MATERIAL FOR THE TASK
----------

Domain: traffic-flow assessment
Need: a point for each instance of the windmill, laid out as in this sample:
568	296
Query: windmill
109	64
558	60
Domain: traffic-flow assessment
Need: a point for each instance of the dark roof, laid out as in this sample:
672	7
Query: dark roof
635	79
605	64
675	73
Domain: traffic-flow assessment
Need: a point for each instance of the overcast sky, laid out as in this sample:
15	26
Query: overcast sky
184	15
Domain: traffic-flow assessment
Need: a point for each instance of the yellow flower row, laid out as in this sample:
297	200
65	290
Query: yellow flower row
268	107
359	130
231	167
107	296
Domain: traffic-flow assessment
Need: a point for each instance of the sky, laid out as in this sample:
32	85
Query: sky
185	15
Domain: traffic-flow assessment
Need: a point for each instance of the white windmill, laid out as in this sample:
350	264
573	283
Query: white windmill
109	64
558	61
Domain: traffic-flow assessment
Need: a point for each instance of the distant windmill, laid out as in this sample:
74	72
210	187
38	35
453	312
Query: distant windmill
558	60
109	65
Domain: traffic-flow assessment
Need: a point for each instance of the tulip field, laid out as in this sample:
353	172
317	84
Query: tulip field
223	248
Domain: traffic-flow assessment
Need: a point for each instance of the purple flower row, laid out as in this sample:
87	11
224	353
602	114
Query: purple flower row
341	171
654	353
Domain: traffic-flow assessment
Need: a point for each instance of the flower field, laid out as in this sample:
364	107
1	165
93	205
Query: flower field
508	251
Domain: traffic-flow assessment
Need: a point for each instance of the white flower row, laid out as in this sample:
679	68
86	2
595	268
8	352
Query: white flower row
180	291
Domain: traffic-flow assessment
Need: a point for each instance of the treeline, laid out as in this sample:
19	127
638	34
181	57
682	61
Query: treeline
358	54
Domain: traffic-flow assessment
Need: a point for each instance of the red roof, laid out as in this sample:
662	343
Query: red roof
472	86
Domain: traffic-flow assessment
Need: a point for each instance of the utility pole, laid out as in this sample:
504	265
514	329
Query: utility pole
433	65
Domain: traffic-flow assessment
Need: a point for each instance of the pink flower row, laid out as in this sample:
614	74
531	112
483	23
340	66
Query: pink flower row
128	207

----------

WORK TO BE COMPLETED
Print all the data exactly as shown above.

ANSWER BOX
Domain: traffic-flow assessment
Need: a point for each instance of the windmill, laid out as in this sample:
568	296
Query: windmill
109	64
558	60
Domain: traffic-flow assessment
Need: a point for each instance of the dark roof, laid out as in this sample:
672	7
Query: dark roof
635	79
605	64
675	73
Domain: traffic-flow assessment
Need: a point for each instance of the overcast sky, laid out as in this sample:
15	26
Query: overcast sky
184	15
Domain: traffic-flow assessment
Need: a point for each instance of the yellow flower row, laid out as in this sample:
297	200
65	290
Query: yellow flower row
268	107
359	130
231	167
107	296
Domain: traffic-flow assessment
Need: a point for each instance of the sky, laid out as in this sample:
32	85
Query: sky
185	15
Domain: traffic-flow assessment
Need: a point for each instance of the white windmill, laid out as in this sample:
350	264
573	283
Query: white windmill
109	64
558	61
Domain: traffic-flow assessment
Need: a point for each instance of the distant windmill, laid out as in this sample:
74	72
210	187
38	35
453	312
Query: distant windmill
558	60
109	65
Domain: traffic-flow assessment
Need: a point for each instance of the tulip field, laid out as in this sample:
353	172
317	84
Query: tulip field
223	248
Domain: traffic-flow assessment
Need: a point for each instance of the purple flower row, laid out as in this sample:
87	11
224	353
602	114
Query: purple flower row
341	171
654	353
Domain: traffic-flow assessment
Need: a point for each instance of the flower field, laid out as in this sample:
364	107
1	165
93	205
Query: flower field
508	251
Domain: traffic-flow assessment
Need: a point for each instance of the white flower row, laid out as in this sample:
679	68
86	2
595	268
8	352
Query: white flower row
180	291
Domain: traffic-flow assessment
Need: a point for each instance of the treeline, laid out as in this sample:
19	127
638	34
181	57
682	61
Query: treeline
358	54
Domain: traffic-flow assessment
Need: a point for each instance of the red roof, laid out as in this sample:
662	343
Query: red roof
472	86
Domain: traffic-flow assessment
Need: a point for each instance of the utility pole, laid out as in this sample:
504	265
514	329
Query: utility pole
433	65
Domain: traffic-flow assessment
Need: a point for each instance of the pink flower row, laid out as in this sample:
614	74
531	112
483	23
340	66
Query: pink flower row
128	207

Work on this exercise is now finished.